▶ Given records

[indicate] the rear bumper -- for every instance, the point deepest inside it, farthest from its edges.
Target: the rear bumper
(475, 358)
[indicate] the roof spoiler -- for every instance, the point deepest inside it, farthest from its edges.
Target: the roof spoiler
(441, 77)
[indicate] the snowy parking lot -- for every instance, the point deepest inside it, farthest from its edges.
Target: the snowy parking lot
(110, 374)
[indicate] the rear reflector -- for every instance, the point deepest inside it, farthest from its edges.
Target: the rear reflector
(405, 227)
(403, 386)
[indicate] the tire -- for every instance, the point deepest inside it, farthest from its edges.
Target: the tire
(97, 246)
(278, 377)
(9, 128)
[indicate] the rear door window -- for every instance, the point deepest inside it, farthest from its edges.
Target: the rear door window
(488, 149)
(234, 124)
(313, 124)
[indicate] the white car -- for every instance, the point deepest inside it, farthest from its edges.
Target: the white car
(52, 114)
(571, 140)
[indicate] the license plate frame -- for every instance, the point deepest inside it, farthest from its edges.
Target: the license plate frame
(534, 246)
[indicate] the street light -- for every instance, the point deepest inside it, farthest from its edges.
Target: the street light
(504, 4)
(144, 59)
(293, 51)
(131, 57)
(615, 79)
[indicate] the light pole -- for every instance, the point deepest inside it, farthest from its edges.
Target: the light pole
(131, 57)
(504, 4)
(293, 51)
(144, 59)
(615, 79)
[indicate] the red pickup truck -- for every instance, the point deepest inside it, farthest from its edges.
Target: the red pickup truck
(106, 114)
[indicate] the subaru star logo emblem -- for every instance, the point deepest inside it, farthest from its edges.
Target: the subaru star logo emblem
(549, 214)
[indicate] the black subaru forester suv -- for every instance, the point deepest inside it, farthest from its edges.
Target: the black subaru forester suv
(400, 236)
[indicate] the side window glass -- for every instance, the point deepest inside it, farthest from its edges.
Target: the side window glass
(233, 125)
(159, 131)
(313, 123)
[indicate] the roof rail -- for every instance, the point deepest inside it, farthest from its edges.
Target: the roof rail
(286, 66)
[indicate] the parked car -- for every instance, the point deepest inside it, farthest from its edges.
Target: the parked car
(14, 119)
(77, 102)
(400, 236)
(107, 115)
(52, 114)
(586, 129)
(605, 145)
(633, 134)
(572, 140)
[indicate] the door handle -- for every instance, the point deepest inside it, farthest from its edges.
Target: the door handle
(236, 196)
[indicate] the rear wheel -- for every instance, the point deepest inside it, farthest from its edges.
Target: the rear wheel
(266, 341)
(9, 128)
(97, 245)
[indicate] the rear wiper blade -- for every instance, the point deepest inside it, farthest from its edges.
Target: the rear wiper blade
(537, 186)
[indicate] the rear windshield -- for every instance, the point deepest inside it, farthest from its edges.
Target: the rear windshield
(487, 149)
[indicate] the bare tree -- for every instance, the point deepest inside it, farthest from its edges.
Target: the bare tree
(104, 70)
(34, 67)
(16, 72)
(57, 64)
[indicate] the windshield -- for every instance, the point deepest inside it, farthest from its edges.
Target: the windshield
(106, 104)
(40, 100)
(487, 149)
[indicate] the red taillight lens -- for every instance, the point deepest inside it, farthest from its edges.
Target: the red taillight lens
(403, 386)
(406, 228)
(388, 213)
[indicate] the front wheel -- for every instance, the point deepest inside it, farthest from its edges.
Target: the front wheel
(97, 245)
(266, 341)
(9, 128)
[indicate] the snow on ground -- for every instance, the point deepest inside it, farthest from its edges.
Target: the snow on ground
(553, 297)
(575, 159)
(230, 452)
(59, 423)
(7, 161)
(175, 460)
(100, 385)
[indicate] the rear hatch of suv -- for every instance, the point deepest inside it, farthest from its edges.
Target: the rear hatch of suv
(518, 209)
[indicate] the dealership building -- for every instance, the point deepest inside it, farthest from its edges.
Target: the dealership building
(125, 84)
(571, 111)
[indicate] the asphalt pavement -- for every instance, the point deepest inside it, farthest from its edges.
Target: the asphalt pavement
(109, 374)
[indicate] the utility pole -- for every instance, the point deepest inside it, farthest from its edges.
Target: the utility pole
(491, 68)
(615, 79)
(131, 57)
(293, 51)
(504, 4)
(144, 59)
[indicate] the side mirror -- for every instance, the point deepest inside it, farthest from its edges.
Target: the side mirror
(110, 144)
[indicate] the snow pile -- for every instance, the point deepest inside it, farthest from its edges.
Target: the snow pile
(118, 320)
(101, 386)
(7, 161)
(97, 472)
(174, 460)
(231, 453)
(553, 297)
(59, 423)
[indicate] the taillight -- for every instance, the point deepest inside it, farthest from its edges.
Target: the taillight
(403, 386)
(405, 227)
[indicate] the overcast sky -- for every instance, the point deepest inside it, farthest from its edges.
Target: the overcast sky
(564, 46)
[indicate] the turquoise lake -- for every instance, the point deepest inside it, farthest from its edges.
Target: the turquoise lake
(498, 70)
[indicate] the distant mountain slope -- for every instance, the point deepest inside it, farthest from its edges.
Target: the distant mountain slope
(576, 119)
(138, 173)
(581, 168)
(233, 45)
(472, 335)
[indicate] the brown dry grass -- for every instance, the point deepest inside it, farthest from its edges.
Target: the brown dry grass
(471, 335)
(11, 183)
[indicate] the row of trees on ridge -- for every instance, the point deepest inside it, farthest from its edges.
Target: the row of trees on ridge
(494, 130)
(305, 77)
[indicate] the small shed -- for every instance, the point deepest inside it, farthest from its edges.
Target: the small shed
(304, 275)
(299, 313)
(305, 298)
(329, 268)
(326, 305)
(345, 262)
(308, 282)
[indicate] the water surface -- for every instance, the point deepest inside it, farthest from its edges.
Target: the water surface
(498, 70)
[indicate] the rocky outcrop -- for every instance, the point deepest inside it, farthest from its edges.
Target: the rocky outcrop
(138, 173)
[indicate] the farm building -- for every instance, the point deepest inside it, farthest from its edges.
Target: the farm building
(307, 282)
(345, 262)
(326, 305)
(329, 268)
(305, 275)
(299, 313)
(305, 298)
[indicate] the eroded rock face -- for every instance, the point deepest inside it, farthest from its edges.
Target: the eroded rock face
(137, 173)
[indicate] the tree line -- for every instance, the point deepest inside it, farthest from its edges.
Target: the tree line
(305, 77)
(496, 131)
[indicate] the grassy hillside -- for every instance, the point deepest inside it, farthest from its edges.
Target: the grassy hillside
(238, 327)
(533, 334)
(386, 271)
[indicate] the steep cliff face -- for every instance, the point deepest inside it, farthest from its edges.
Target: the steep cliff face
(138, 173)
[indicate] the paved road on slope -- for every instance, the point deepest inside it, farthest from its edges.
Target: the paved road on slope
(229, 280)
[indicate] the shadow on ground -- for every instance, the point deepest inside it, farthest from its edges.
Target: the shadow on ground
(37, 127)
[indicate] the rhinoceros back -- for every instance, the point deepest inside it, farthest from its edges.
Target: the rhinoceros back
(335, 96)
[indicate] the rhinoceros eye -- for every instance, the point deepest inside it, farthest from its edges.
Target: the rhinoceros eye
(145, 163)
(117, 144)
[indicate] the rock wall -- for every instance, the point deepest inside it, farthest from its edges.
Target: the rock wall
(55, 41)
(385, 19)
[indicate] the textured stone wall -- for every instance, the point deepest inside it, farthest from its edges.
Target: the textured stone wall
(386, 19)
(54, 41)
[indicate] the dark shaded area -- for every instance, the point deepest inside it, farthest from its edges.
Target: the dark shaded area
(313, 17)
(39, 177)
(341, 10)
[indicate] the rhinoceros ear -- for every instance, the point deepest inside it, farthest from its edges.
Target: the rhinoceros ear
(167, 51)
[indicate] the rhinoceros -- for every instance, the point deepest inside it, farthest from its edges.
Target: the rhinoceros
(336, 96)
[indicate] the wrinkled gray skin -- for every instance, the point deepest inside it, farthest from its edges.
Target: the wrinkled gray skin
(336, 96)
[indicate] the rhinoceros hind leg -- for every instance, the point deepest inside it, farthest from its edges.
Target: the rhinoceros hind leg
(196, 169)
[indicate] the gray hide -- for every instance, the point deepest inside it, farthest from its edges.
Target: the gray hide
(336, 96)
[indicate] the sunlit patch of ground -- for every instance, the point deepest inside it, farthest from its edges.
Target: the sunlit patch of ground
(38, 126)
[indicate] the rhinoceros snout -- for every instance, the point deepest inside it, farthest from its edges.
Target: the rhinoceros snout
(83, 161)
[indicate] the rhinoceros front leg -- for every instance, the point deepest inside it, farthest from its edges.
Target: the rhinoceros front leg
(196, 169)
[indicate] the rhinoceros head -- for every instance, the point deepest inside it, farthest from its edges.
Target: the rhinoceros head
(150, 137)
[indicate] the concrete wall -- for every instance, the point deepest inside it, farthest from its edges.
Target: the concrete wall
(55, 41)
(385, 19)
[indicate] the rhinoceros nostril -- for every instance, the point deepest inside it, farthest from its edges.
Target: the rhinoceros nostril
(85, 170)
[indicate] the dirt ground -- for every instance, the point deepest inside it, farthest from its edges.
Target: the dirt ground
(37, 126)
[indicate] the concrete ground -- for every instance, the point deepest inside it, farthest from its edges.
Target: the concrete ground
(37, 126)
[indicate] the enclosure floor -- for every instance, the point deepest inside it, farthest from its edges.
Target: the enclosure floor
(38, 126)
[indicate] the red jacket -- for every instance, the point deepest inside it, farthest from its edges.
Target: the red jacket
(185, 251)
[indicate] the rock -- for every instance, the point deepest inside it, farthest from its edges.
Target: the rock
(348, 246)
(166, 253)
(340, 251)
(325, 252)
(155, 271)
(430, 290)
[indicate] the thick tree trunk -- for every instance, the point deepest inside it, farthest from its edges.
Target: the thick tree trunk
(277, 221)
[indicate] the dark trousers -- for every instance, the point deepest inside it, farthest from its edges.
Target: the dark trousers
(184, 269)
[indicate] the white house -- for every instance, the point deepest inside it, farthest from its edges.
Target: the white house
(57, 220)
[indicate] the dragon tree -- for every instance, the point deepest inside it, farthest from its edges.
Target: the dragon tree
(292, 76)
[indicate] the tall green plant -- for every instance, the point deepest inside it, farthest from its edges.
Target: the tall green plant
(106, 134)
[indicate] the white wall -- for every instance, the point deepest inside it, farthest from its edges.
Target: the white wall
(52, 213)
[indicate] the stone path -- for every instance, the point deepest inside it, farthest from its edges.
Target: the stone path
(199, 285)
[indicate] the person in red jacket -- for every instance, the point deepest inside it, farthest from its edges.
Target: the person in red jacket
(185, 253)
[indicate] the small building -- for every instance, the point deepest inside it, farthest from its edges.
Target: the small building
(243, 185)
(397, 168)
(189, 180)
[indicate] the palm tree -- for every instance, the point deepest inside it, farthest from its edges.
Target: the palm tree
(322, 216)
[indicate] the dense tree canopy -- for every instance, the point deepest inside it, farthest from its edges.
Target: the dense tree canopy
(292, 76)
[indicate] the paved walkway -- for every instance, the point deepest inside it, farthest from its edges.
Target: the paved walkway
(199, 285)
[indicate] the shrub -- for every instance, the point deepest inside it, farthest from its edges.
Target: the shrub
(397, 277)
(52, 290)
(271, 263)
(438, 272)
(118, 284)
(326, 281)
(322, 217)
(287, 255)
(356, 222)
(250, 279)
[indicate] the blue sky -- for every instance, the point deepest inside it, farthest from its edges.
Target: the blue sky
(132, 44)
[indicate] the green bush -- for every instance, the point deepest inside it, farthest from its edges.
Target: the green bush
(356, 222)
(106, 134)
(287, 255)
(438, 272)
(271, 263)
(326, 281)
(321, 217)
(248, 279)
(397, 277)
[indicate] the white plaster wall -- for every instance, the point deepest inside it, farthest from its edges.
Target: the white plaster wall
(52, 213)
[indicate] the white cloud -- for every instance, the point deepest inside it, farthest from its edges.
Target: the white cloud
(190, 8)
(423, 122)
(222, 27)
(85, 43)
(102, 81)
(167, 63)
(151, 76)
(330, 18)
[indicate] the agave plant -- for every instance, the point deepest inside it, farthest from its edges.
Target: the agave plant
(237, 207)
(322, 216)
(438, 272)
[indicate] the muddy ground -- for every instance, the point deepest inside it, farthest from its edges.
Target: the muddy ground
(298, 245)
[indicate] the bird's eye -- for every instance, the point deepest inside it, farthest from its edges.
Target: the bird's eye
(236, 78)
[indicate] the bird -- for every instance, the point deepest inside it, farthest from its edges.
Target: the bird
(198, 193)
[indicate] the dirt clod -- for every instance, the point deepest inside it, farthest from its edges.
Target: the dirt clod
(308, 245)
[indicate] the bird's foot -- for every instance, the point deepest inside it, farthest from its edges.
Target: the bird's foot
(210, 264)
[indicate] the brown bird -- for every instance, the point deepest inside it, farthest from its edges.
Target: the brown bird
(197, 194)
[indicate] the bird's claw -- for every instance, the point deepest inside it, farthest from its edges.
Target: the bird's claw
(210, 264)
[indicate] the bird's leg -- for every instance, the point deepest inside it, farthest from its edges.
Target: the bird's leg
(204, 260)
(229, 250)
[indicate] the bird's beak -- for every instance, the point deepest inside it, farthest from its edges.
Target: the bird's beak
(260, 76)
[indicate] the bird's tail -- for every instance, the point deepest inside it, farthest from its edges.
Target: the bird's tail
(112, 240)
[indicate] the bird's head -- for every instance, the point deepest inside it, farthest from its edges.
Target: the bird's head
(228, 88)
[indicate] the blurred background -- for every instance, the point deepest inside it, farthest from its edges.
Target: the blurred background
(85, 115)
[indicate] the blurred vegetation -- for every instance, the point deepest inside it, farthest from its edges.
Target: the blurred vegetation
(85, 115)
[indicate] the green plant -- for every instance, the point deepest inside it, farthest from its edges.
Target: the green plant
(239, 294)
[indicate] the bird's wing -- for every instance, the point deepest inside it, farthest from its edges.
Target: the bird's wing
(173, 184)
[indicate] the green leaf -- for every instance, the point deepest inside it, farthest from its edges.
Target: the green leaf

▶ Objective
Leave out every line before the one containing "[indicate] the dirt clod"; set down that line and all remaining lines of the material exactly.

▶ Reply
[indicate] the dirt clod -- for every instance, the point deepest inside it, farthest from its edges.
Target: the dirt clod
(308, 245)
[indicate] the bird's foot -- for every instance, the point deepest inside it, farthest from its edges.
Target: the bird's foot
(210, 264)
[indicate] the brown bird -- for every instance, the point deepest inside it, farthest from its edges.
Target: the brown bird
(197, 194)
[indicate] the bird's claw -- for every instance, the point deepest inside it, farthest from its edges.
Target: the bird's claw
(210, 264)
[indicate] the bird's leg -- for every instance, the point deepest inside it, farthest from its edges.
Target: the bird's leg
(204, 260)
(229, 250)
[indicate] the bird's beak -- for every instance, the point deepest inside it, farthest from its edges.
Target: the bird's beak
(260, 76)
[indicate] the bird's tail -- for every instance, the point deepest inside it, farthest from its edges.
Target: the bird's tail
(112, 240)
[indicate] the bird's head -- for every instance, the point deepest inside it, farthest from its edges.
Target: the bird's head
(228, 88)
[indicate] the blurred background -- for every instance, the point deepest inside it, farthest from its edges.
Target: the blurred background
(85, 115)
[indicate] the blurred vegetation -- for every instance, the point deepest inside it, farthest from its edges.
Target: the blurred vegetation
(85, 115)
[indicate] the green plant -- for every instance, the point deepest inside it, farthest from its edges.
Target: the green plant
(239, 294)
[indicate] the bird's wing -- for every instance, the point deepest inside it, farthest from its edges.
Target: the bird's wing
(173, 184)
[indicate] the green leaf -- for every instance, the point deepest inside it, farthest from its edges.
Target: the green leaf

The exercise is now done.